_AIM OF THE EXERCISE:_
Find and copy each line in the material below where the string "boot" occurs.
╭─ INPUT MATERIAL
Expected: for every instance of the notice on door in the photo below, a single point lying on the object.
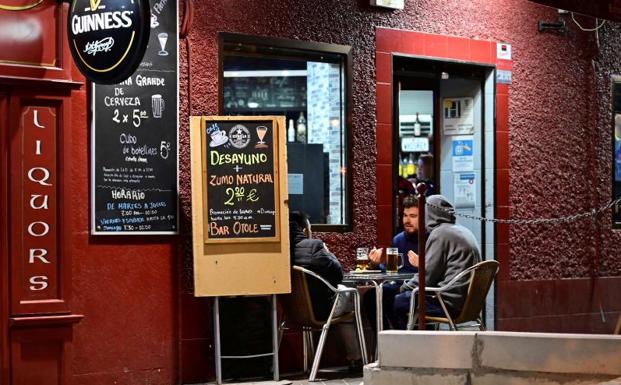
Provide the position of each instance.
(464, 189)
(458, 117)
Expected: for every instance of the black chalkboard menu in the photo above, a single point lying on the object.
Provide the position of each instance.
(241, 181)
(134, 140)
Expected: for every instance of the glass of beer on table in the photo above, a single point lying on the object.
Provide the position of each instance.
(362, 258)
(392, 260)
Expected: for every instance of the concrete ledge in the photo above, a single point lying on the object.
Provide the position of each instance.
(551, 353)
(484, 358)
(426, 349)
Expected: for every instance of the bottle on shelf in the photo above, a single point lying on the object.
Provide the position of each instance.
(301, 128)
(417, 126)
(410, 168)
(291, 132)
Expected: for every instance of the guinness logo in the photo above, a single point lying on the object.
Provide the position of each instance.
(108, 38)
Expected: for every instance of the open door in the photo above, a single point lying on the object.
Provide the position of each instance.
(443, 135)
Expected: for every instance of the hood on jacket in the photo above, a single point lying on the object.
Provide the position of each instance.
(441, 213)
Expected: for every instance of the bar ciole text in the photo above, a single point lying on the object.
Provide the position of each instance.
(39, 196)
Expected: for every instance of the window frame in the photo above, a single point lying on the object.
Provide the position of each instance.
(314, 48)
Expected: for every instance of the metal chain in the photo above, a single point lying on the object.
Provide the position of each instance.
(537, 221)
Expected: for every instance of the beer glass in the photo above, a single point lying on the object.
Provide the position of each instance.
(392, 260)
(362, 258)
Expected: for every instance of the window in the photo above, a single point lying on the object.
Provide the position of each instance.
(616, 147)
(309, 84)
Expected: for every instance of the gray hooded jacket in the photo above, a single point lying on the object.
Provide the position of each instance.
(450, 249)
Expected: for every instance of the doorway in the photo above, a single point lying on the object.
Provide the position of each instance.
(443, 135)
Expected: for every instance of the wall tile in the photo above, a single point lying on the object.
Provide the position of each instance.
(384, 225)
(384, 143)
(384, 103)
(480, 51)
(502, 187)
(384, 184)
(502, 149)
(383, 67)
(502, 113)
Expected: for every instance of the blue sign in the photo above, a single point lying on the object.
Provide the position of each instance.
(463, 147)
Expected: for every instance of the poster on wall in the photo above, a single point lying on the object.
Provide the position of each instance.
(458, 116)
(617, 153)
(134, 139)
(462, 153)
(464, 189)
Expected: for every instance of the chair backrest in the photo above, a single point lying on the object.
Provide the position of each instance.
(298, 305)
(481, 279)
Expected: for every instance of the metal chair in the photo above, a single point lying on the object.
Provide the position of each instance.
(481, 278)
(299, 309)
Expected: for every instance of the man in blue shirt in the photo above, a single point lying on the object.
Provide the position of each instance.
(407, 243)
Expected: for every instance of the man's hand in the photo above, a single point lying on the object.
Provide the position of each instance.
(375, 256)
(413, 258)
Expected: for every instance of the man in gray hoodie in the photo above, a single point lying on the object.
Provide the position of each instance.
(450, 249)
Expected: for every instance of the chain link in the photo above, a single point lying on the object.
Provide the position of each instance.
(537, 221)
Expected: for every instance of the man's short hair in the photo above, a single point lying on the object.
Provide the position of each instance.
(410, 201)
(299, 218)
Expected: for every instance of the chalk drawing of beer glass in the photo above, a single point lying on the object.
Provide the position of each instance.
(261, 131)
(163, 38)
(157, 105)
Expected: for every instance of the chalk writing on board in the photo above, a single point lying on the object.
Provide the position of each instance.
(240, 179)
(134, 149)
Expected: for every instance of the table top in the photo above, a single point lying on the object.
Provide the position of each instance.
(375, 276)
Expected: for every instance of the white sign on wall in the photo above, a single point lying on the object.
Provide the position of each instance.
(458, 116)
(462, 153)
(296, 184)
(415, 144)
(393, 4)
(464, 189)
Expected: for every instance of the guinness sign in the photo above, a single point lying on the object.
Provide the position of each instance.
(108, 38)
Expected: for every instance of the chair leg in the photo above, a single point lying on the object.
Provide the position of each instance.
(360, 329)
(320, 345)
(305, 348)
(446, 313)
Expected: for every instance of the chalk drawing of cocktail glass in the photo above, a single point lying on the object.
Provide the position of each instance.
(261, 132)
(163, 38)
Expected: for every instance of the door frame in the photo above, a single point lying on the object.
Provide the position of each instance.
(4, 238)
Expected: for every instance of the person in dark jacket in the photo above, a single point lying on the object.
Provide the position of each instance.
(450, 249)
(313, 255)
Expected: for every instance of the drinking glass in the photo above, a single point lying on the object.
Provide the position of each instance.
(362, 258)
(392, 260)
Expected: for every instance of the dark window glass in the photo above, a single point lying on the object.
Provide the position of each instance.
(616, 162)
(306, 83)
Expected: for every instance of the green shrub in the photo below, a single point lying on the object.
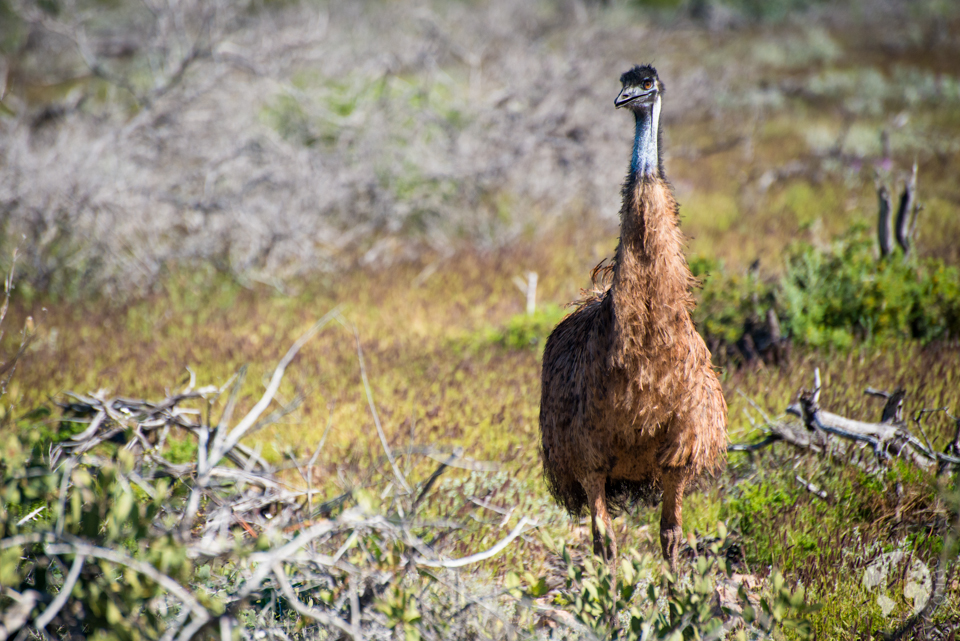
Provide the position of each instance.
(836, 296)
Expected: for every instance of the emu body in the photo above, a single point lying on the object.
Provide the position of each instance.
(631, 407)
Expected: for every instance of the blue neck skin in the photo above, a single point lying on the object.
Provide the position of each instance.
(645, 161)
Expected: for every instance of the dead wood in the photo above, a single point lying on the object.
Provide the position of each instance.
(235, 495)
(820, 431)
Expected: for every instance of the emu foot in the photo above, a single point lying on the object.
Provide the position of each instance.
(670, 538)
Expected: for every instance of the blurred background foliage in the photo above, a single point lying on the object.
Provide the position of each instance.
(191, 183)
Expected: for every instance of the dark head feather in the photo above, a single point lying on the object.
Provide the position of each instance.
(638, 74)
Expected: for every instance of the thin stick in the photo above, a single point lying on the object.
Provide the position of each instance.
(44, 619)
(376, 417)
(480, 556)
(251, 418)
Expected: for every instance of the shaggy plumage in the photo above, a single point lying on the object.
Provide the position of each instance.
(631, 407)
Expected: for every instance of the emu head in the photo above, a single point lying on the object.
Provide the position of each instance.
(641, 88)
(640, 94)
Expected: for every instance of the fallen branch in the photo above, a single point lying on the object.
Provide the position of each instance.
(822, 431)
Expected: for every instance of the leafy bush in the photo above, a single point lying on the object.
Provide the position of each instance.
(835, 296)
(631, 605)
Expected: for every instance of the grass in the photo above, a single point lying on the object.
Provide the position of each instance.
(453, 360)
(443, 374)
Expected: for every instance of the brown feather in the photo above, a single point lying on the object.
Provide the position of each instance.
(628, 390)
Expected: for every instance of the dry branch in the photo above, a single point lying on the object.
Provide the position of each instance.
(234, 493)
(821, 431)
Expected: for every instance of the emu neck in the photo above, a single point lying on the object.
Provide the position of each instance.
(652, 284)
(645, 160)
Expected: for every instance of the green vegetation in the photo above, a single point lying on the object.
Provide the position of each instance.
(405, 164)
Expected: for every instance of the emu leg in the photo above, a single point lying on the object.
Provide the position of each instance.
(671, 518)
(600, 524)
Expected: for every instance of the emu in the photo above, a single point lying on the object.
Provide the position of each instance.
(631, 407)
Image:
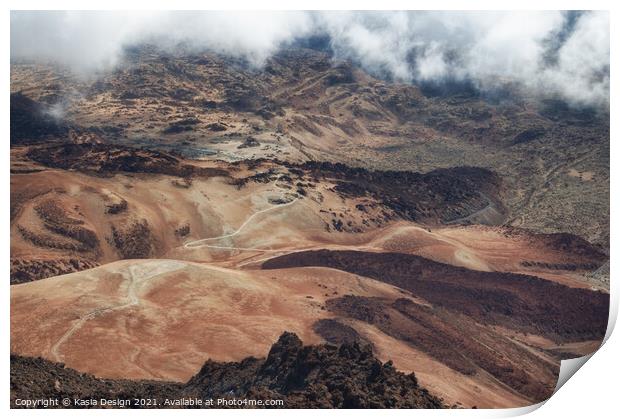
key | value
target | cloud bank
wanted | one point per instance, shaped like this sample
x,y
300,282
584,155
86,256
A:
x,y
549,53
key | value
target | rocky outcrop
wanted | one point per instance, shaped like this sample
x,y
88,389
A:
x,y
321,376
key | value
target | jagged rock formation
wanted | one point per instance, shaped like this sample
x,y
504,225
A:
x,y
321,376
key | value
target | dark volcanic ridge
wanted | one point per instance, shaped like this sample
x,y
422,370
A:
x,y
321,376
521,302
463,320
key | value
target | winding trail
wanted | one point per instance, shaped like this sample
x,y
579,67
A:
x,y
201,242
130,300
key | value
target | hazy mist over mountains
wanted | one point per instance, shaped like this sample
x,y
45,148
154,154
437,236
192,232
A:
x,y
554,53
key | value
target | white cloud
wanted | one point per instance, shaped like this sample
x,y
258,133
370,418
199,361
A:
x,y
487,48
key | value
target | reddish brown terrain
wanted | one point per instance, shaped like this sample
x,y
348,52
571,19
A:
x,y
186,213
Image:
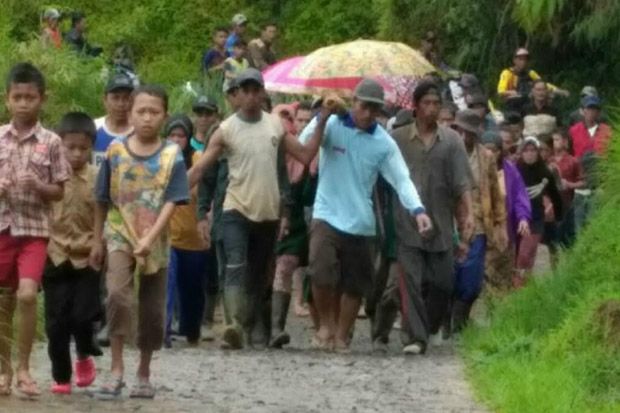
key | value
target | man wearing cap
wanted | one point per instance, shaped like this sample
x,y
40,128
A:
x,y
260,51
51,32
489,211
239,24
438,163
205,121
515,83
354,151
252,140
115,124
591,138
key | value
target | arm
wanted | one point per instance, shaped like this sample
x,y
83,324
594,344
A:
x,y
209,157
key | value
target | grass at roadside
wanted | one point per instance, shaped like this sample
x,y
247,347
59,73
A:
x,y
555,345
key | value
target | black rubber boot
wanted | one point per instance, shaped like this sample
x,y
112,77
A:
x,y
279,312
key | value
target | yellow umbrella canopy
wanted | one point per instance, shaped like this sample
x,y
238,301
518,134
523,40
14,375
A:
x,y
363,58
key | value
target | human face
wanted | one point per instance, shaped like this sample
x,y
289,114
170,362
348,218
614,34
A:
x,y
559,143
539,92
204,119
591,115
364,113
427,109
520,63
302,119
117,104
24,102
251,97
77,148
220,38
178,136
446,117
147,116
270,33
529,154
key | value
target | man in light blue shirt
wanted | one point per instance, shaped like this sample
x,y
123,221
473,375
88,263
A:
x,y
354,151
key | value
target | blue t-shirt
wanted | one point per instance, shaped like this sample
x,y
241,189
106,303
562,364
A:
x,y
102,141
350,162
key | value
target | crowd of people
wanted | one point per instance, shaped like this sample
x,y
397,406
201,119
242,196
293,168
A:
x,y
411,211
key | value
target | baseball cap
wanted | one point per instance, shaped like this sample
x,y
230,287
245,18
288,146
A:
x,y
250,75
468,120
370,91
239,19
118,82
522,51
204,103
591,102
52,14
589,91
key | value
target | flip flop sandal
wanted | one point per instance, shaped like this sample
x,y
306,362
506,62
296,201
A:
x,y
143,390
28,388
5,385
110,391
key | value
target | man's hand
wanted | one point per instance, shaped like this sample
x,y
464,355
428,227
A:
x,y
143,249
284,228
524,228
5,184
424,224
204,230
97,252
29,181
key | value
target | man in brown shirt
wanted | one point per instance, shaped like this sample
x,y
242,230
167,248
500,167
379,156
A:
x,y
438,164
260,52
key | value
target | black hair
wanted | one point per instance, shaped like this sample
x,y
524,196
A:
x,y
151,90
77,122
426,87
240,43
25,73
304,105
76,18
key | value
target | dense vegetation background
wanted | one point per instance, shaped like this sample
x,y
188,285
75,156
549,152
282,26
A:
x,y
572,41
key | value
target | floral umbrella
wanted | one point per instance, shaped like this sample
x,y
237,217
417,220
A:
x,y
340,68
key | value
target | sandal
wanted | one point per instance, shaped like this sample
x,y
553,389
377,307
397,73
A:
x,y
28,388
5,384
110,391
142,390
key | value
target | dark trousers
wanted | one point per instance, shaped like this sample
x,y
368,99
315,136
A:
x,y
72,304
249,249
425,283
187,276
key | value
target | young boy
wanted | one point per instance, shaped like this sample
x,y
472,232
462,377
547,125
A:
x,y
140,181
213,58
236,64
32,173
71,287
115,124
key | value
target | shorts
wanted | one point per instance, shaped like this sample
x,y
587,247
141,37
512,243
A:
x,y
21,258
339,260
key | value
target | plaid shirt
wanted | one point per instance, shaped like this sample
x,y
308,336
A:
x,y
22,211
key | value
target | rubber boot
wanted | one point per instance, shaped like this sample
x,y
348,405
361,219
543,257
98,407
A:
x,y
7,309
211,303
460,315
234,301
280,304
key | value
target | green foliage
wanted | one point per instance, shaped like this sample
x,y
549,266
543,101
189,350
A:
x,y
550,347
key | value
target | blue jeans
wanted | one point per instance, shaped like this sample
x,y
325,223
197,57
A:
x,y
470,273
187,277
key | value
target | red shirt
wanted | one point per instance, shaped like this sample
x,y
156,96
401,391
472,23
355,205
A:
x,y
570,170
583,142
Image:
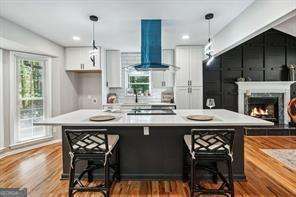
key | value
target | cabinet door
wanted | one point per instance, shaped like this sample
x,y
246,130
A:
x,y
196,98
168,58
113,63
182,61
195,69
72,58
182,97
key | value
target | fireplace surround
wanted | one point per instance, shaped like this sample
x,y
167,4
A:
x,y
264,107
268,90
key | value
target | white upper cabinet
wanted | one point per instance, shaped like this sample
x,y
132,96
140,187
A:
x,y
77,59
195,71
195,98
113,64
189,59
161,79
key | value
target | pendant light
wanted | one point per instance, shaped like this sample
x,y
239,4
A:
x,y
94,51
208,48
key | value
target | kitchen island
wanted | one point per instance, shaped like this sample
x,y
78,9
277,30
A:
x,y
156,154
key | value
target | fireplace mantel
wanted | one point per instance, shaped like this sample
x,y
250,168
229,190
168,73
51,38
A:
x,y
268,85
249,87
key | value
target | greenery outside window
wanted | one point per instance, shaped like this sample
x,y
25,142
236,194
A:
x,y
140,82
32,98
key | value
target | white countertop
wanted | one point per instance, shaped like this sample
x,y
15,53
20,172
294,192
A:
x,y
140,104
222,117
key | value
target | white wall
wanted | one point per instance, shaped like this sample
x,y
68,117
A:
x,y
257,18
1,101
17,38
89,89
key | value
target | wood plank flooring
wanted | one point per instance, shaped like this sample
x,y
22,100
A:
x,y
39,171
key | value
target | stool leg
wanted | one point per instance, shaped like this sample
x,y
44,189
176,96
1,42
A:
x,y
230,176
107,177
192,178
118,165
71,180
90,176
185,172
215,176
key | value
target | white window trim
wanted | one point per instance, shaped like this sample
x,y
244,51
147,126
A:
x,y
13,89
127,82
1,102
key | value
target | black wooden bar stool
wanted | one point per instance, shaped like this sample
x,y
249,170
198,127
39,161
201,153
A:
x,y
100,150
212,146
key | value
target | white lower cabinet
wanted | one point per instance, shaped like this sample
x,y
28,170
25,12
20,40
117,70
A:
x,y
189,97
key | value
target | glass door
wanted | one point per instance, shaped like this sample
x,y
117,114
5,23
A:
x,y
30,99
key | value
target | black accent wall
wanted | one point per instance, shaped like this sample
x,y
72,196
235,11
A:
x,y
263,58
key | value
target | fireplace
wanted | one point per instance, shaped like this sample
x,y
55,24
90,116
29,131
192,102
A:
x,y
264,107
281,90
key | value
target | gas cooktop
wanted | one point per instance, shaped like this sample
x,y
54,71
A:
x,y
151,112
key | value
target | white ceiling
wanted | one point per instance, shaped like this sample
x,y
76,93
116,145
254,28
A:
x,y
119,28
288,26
╰─
_EXERCISE OUTPUT:_
target | black rubber boot
target | rubber boot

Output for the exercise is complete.